> _ASSIGNED TASK 1_: Duplicate everything in the clever jokes page from "- What did the DNA" down to "has a cast.", word for word.
> _ASSIGNED TASK 2_: Pick up the clever jokes page after its last line and continue it in the same style.

> _PAGE EXCERPT_:
-----

Clever Jokes to Make You Sound Smart
What is the key secret of a successful brilliant witty joke?
It shouldn’t be complicated and long in order to be catchy and on point.
Probably, it’s also the most challenging part.
Indeed, well-executed smart humor has to be unique, concise, as well as not be obvious straight away. Through numerous creative tricks like double meaning, pun, and wordplay, you can provoke listeners’ thinking, besides making them laugh.
Wanna become the life of your next party? Execute a piece of nontrivial humor in front of your friends? Show up your witty brain and unboring sense of humor?
Check out these hilarious clever jokes to start your own joke game:
Funny Clever Jokes That Make You Sound Smart
There are a lot of ways to make people laugh through a handful of words. But when it comes to a sophisticated audience, an average «pop» joke is not enough.
To sound smart and witty, get inspired with these funny clever jokes:
- Why was 500AD to 900AD known as the Dark Ages? – Because those were the days of the knights!
- I told my doctor that I broke my arm in two places… She told me to stop going to those places.
- How does Moses make his coffee? – Hebrews it.
- I hate Russian dolls…so full of themselves.
- Divide 12 by 4, or a quarter. Now, do you get it? – I didn’t. Someone had to tell me to do that.
- I invented a new word: Plagiarism!
- Why should the number 288 never be mentioned? – It’s two gross.
- Did you hear about the man who got cooled to absolute zero?… He’s 0K now.
The Best Clever Witty Jokes to Stand Out at A Party
Remember to make your witty joke not only clever, but also unique. Smart humor is usually based on creative comparisons, subtle metaphors, and real-life prototypes hidden behind the symbolic characters.
- What did the DNA say to the other DNA? – Do these genes make me look fat?
- I told my wife she was drawing her eyebrows too high. She looked surprised.
- We have a genetic predisposition for diarrhea. Runs in our jeans.
- Why is 6 afraid of 7? Because 7 is a registered 6 offender.
- The world’s population is split sort of evenly between men and women, making the average human part male, part female, and a complete pain to shop for.
- Why do we tell actors to “break a leg?” – Because every play has a cast.
- What did the 0 say to the 8? – Nice belt!

-----

> _EXTRACTED DATA_:
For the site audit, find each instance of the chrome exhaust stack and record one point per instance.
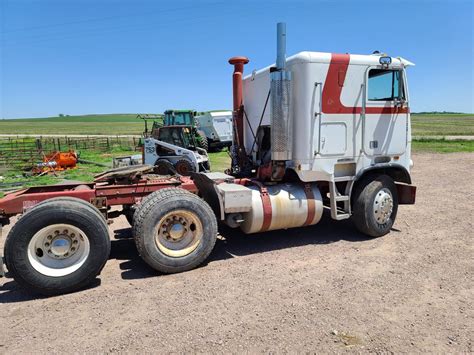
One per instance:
(281, 118)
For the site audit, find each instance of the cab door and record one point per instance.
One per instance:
(385, 121)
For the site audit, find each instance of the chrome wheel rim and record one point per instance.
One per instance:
(58, 250)
(383, 206)
(179, 233)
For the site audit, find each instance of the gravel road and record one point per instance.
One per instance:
(323, 288)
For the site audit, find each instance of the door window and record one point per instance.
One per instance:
(385, 85)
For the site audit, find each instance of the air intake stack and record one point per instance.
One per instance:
(281, 118)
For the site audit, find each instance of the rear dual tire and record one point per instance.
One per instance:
(59, 246)
(174, 230)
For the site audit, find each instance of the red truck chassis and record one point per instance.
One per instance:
(101, 195)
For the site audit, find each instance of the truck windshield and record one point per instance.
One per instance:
(385, 85)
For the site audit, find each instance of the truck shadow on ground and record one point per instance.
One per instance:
(233, 243)
(230, 244)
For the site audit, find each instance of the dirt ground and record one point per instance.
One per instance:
(324, 288)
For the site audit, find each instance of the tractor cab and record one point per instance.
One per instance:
(179, 117)
(179, 135)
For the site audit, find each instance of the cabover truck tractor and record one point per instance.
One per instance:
(314, 131)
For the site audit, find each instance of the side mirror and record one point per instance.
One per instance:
(400, 102)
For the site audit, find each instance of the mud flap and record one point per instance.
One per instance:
(406, 194)
(2, 260)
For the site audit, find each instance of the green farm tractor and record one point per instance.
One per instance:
(185, 118)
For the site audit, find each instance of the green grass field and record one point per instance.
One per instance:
(442, 124)
(112, 124)
(423, 125)
(85, 172)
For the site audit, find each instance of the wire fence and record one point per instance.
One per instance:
(25, 152)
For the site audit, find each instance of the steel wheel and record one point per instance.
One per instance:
(383, 206)
(58, 250)
(179, 233)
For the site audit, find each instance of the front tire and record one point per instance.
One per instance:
(58, 246)
(375, 205)
(174, 230)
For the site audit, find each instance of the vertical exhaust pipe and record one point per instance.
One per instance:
(281, 46)
(281, 118)
(238, 115)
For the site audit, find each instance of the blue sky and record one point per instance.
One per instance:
(112, 56)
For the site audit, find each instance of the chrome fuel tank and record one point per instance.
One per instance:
(283, 206)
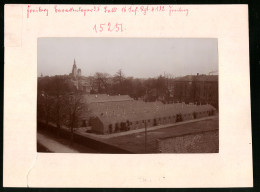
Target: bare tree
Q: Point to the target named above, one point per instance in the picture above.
(119, 79)
(101, 81)
(74, 110)
(47, 103)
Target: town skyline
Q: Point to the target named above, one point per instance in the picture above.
(56, 56)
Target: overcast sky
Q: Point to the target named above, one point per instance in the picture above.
(137, 57)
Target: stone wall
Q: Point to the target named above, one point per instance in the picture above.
(202, 142)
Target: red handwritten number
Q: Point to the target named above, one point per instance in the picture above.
(101, 28)
(108, 27)
(95, 28)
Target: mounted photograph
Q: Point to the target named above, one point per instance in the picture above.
(127, 95)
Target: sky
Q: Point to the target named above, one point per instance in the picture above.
(136, 57)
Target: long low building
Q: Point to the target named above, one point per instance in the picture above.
(110, 117)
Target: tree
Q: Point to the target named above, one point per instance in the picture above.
(101, 82)
(45, 103)
(118, 79)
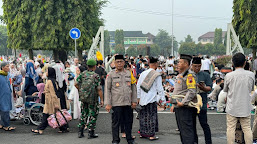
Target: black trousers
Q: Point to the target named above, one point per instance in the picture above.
(202, 116)
(122, 114)
(44, 124)
(186, 120)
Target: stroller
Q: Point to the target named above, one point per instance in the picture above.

-----

> _RESPONSE AREA 1_:
- What did the DNA say to the other DNA? – Do these genes make me look fat?
- I told my wife she was drawing her eyebrows too high. She looked surprised.
- We have a genetic predisposition for diarrhea. Runs in our jeans.
- Why is 6 afraid of 7? Because 7 is a registered 6 offender.
- The world’s population is split sort of evenly between men and women, making the average human part male, part female, and a complete pain to shop for.
- Why do we tell actors to “break a leg?” – Because every play has a cast.

> _RESPONSE AREA 2_:
- Three logicians walk into a bar. The bartender asks, “Do all of you want a drink?”… The first logician says, “I don’t know.” The second logician says, “I don’t know.” The third logician says, “Yes!”
The Funniest Smart Jokes to Remember
These funniest smart jokes will impress even the most educated and thinking audience:
- What do you call someone who is smart compared to horses? – A stable genius!
- You don’t need a parachute to go skydiving. You do need a parachute to go skydiving twice.
- I, for one, like Roman numerals.
- I went on a once in a lifetime holiday. Never again.
- Who knew that the opening strands of Beethoven’s Fifth Symphony were an homage to his favorite fruit?
- Yesterday I saw a guy spill all his Scrabble letters on the road. I asked him, “What’s the word on the street?”
- Why can’t you hear a pterodactyl go to the bathroom? – Because the “P” is silent.
- A photon checks into a hotel and the bellhop asks him if he has any luggage…. The photon replies, “No, I’m traveling light.”
Hilarious Clever Jokes for a Witty Discussion
Spice up your witty discussion with a picked clever joke out of this list:
- Why are computers so smart? – Because they listen to their motherboards!
- Somebody stole my mood ring. I don’t know how I feel about it.
- Sixteen sodium atoms walk into a bar… followed by Batman.
- I was wondering, why does a frisbee appear larger the closer it gets… then it hit me.
- Photons are particles representing an amount of light. This particular photon didn’t need a suitcase because it was going to a nudist convention.
- Why don’t scientists trust atoms? – Because they make up everything.
- Why did the yogurt go to the art exhibition? – Because it was cultured.
- I’m thinking about selling my theremin… I haven’t touched it in years.
Brilliant Brainy Jokes That Make You Think
A perfect joke is the one, which makes people both laugh and think:
- Scientists recently discovered a new dinosaur that was very intelligent. They named it thesaurus.
- I broke my finger last week. On the other hand, I’m okay.
- Nobody: How do you think the unthinkable?
Mike Tyson: With an itheberg.
- What’s the best thing about Switzerland? I don’t know, but their flag is a huge plus.
- Wait, did our copy editor fall into some cosmic wormhole? No, we just told the middle of the joke first, followed by the beginning. The time traveller hasn’t arrived at the end yet.
- What sits at the bottom of the sea and twitches? – A nervous wreck.
- What do you get from a pampered cow? – Spoiled milk.
- I’m reading an antigravity book. It’s impossible to put down!
Very Intellectual Jokes for The Chosen
Look no more for the unique intellectual jokes for the chosen sophisticated listeners:
- Why do people call organic chemistry the meanest science? – Because it’s always pushing electrons around!
- Working in a mirror factory is something I can totally see myself doing.
- Why can’t orphans play baseball? – Because they don’t know where home is.
- Nostalgia isn’t what it used to be…
- When his fellow explorers found Magellan hiding an Ace up his sleeve, they sent him packing to southern Chile toward the Straits of Magellan.
- A man tells his doctor, “Doc, help me. I’m addicted to Twitter!” The doctor replies, “Sorry, I don’t follow you…”
- Why can’t male ants sink? – They’re buoy-ant.
- Always remember — you’re unique. Just like everyone else.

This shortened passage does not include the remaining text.